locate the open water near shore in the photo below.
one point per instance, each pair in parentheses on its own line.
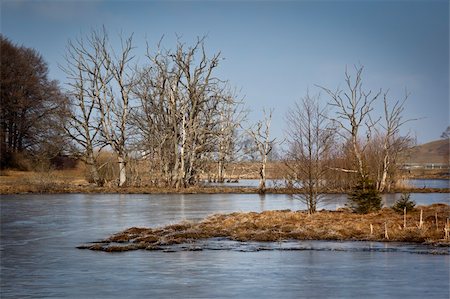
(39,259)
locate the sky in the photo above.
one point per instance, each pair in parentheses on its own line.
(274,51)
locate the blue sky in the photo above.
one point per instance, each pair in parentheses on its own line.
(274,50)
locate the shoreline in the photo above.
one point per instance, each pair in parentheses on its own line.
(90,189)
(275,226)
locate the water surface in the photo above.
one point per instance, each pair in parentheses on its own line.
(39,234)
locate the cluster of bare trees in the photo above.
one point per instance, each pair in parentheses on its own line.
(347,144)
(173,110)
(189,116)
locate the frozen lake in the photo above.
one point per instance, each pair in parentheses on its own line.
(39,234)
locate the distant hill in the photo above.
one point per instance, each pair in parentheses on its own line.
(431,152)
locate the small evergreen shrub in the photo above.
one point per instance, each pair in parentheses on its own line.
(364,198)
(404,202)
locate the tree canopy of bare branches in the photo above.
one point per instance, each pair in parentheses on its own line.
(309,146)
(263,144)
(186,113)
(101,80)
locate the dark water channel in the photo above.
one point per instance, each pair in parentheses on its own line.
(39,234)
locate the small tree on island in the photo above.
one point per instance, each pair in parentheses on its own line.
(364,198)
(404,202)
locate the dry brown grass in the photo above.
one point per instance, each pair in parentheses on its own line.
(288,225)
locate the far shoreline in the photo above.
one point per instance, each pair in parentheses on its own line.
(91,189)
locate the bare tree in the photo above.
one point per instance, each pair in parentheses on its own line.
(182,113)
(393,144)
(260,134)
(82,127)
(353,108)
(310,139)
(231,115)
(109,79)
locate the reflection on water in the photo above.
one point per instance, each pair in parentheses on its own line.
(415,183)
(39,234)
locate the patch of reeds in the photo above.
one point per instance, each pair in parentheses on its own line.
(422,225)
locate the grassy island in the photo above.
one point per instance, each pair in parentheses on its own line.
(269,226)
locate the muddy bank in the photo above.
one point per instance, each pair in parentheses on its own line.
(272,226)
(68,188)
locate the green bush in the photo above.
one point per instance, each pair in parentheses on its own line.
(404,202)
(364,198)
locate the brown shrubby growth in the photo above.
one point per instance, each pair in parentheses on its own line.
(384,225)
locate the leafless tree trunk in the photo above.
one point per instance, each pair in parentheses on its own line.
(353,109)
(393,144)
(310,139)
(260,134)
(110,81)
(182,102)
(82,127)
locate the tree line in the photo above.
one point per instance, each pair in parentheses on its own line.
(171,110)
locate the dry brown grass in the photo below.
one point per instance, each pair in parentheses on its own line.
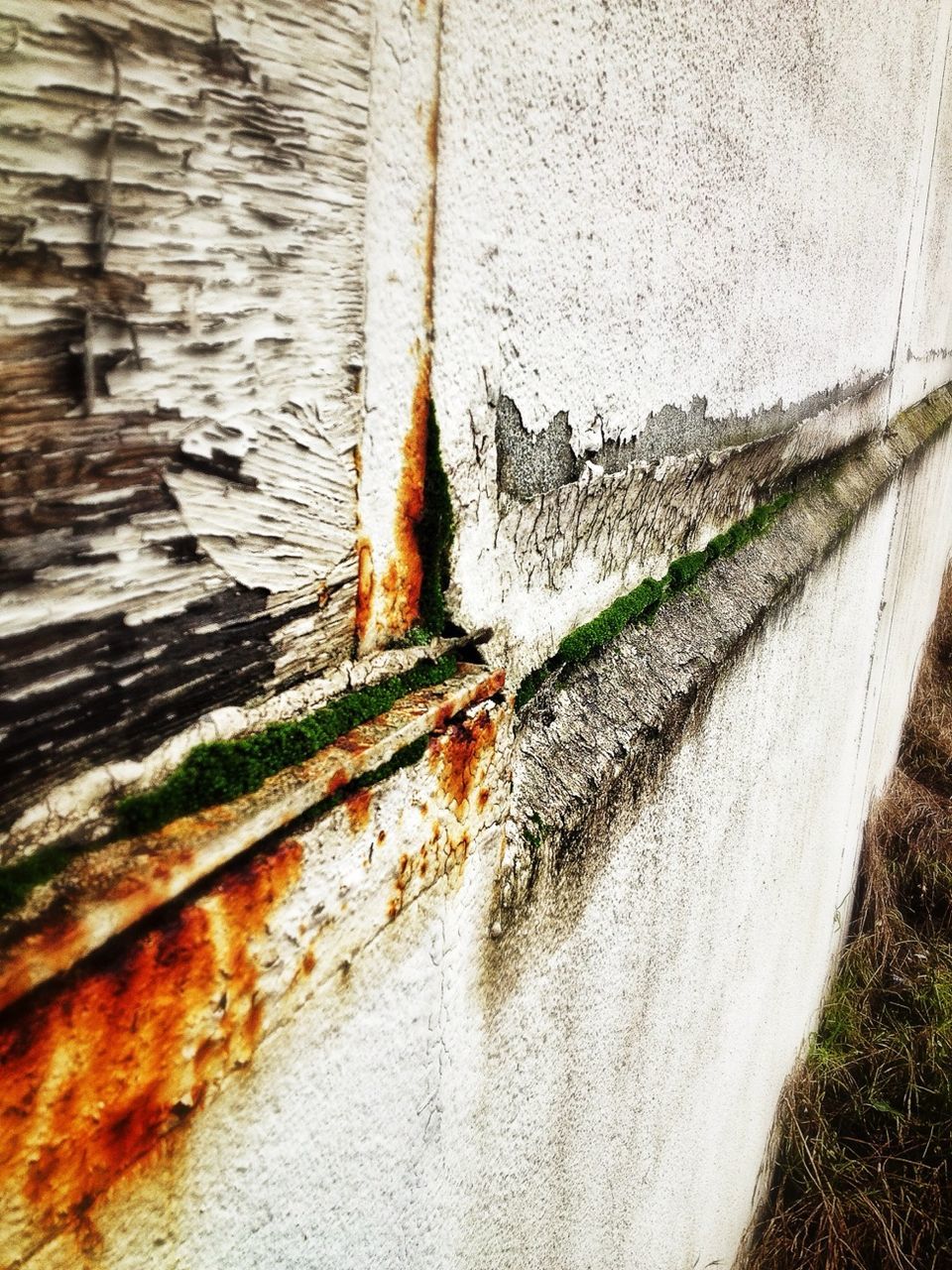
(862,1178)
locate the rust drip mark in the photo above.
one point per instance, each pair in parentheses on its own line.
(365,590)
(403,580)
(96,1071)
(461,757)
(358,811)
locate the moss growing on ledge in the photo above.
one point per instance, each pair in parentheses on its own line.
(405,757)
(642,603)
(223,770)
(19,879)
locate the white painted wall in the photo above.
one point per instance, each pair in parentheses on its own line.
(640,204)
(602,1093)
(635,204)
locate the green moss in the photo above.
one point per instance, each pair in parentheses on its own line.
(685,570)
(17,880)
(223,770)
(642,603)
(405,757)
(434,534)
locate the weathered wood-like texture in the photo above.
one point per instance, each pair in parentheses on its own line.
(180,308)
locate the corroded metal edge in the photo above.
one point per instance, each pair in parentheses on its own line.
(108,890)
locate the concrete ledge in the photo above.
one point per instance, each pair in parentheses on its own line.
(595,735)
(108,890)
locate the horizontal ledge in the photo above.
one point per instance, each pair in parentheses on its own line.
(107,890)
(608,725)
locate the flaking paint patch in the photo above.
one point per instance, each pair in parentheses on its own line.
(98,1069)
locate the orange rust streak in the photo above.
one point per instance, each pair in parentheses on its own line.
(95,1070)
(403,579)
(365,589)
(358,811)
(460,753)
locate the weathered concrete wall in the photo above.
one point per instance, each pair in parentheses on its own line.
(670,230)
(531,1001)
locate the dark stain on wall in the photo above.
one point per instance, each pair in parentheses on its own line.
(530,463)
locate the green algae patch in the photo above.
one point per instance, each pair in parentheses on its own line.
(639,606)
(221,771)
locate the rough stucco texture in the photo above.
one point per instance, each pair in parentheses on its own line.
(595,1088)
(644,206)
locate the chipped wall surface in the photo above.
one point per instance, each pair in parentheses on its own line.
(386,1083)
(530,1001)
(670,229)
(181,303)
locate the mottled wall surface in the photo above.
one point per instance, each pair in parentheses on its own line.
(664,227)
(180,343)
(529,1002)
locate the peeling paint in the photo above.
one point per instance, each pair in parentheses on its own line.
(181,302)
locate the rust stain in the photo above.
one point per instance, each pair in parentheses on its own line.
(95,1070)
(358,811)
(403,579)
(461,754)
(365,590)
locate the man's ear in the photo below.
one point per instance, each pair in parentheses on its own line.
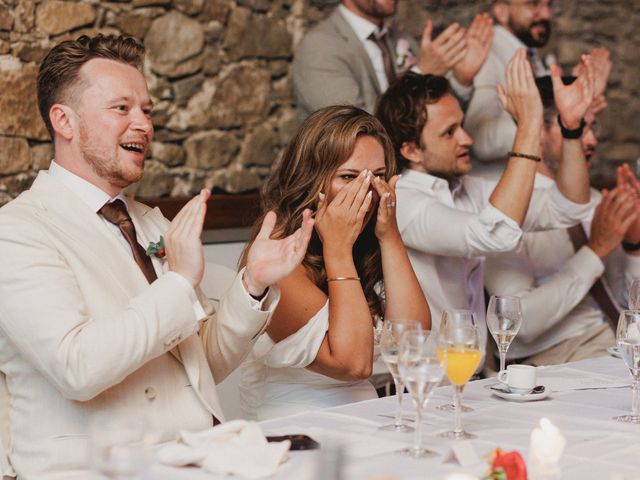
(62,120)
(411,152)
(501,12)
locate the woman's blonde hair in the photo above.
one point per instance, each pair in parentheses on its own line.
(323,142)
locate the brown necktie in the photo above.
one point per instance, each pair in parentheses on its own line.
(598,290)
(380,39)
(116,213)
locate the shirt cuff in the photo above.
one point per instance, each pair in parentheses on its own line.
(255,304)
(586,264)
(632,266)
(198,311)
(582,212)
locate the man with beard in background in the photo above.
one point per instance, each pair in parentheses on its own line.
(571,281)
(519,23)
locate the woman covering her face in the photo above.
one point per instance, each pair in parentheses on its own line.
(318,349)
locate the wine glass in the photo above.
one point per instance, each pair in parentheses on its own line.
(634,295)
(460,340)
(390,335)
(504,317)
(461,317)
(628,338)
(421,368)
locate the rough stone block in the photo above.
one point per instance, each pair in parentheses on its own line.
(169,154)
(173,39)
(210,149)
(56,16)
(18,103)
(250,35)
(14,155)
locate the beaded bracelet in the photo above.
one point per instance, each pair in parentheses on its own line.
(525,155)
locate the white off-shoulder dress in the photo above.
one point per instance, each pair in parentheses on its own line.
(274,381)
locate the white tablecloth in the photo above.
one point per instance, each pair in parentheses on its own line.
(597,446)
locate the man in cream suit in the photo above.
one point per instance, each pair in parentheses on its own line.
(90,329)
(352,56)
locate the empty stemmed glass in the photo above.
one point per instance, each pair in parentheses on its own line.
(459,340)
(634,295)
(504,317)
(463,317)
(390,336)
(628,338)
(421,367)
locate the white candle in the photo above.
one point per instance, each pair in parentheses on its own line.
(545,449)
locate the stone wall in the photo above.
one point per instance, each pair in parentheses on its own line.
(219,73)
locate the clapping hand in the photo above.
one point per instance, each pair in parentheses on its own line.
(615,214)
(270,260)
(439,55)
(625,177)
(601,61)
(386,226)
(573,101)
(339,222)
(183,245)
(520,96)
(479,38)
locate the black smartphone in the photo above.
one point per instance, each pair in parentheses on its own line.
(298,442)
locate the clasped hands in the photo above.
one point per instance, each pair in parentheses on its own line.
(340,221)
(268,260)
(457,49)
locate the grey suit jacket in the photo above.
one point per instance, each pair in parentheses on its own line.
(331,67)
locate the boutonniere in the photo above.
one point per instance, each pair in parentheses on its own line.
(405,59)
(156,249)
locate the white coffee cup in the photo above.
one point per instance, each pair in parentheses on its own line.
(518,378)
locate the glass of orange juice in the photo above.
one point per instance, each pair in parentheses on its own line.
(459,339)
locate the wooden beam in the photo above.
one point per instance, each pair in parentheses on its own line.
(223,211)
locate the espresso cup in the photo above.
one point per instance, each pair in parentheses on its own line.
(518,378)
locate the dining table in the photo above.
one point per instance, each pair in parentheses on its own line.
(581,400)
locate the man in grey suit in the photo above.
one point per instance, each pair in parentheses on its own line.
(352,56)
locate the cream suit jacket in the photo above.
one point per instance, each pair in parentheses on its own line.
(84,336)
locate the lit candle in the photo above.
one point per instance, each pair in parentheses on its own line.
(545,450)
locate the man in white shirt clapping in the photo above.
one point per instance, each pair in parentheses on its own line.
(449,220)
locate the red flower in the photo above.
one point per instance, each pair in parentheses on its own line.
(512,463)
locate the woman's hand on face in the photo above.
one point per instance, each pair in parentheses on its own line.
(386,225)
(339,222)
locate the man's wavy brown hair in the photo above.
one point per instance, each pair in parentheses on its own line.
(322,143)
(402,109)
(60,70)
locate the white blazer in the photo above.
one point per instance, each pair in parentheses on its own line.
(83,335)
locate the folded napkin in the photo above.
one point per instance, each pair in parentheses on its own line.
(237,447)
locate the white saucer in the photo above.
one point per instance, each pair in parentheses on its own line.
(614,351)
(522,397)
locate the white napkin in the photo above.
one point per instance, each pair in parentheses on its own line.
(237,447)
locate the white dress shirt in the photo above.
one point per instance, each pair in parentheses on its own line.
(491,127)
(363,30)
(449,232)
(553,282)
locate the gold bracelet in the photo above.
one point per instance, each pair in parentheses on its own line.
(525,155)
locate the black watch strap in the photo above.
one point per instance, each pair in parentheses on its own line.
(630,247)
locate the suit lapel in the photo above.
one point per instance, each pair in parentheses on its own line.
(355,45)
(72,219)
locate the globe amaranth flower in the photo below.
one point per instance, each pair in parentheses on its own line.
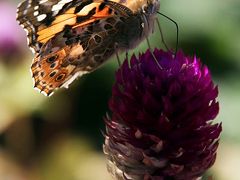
◇ ◇ ◇ ◇ ◇ ◇ ◇
WHAT TO DO = Give the lines again exactly, beginning with the first line of the records above and ending with the line that contains "locate the distant hill in the photo above.", and include no pictures.

RESULT OF THE TASK =
locate the open water near shore in the photo below.
one point per instance, each pair in parentheses on its own line.
(39,259)
locate the sky in the photo above.
one point per instance, each pair in parentheses on its own line.
(274,51)
locate the blue sky in the photo above.
one point per instance, each pair in parentheses on its own line.
(274,50)
locate the shoreline in the photo above.
one point per instance, each pair in parentheses on its own line.
(90,189)
(275,226)
locate the water surface in the photo above.
one point per instance, each pair in parentheses on its own line.
(39,234)
locate the cluster of bare trees in the photo above.
one point per instance, each pair in parentheses on its own line.
(347,144)
(173,110)
(189,116)
locate the frozen lake in the photo above.
one point per instance, each pair in parentheses on its own line.
(39,234)
locate the distant hill in the photo above.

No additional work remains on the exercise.